Supplied data
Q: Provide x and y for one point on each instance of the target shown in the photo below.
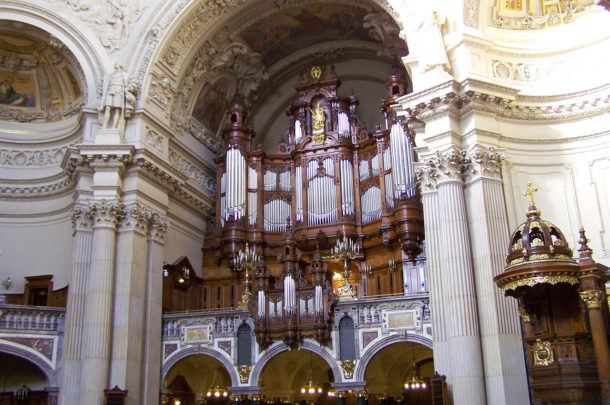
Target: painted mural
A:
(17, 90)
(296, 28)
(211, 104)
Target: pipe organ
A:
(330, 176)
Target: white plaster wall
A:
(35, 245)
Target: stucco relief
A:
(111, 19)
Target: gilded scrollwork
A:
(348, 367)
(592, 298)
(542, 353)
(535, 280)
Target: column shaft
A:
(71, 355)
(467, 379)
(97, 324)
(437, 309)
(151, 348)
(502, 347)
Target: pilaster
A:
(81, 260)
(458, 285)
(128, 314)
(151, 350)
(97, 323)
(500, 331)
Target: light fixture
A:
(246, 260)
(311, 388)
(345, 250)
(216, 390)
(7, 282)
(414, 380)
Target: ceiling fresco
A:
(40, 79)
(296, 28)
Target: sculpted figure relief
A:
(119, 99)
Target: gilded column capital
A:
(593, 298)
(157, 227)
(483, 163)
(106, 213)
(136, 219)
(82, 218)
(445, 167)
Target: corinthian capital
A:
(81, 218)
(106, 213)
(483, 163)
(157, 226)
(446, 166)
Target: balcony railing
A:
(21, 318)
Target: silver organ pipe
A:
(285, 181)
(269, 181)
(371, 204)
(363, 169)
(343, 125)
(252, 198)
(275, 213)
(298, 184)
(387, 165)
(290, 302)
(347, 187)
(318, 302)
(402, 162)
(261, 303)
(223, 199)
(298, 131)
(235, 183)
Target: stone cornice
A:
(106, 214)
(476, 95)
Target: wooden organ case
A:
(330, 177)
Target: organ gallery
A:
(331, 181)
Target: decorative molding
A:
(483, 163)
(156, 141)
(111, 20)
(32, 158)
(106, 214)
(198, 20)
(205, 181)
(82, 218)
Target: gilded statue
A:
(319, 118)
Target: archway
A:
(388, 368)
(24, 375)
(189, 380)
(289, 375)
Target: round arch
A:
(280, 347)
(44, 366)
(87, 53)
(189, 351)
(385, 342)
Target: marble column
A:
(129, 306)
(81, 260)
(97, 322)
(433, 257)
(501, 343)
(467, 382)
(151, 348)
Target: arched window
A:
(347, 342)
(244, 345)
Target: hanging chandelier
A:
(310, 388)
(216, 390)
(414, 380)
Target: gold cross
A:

Exercise objective
Copy out the listing above word for word, from its first line to its last, but leave out the picture.

Solved exercise
Q: Provide x and y for one point on each instance of the target shown in the photo below.
Target: painted mural
A:
(17, 90)
(296, 28)
(211, 104)
Target: pipe organ
A:
(330, 176)
Target: white plaster wall
A:
(35, 245)
Target: stucco relief
A:
(111, 19)
Target: gilded scrollwork
A:
(348, 367)
(592, 298)
(542, 353)
(535, 280)
Target: column shaft
A:
(71, 355)
(467, 379)
(97, 324)
(437, 309)
(151, 348)
(502, 347)
Target: pilaster
A:
(81, 260)
(458, 285)
(128, 314)
(151, 350)
(97, 323)
(500, 331)
Target: light fixture
A:
(246, 260)
(311, 388)
(345, 250)
(216, 390)
(7, 282)
(414, 380)
Target: ceiling fresco
A:
(40, 79)
(296, 28)
Target: sculpted figure relief
A:
(119, 99)
Target: gilded column capital
A:
(593, 298)
(157, 227)
(483, 163)
(106, 213)
(136, 219)
(82, 218)
(445, 167)
Target: corinthian capital
A:
(81, 218)
(106, 213)
(483, 163)
(157, 226)
(446, 166)
Target: balcony railing
A:
(21, 318)
Target: silver organ pipe
A:
(285, 181)
(269, 181)
(371, 204)
(363, 169)
(343, 125)
(252, 198)
(275, 213)
(298, 184)
(387, 165)
(290, 302)
(347, 187)
(318, 302)
(402, 162)
(261, 303)
(223, 199)
(298, 131)
(235, 183)
Target: stone cornice
A:
(106, 214)
(476, 95)
Target: wooden organ case
A:
(330, 177)
Target: organ gallery
A:
(331, 181)
Target: decorative molding
A:
(483, 163)
(156, 141)
(111, 20)
(32, 158)
(106, 214)
(198, 20)
(205, 181)
(82, 218)
Target: gilded statue
A:
(319, 118)
Target: archway
A:
(388, 368)
(24, 375)
(189, 380)
(289, 375)
Target: round arch
A:
(280, 347)
(44, 366)
(87, 53)
(189, 351)
(385, 342)
Target: marble column
A:
(129, 306)
(81, 260)
(97, 322)
(433, 257)
(501, 343)
(467, 382)
(151, 348)
Target: arched window
A:
(347, 342)
(244, 345)
Target: hanging chandelier
A:
(310, 388)
(216, 390)
(414, 380)
Target: gold cross
A:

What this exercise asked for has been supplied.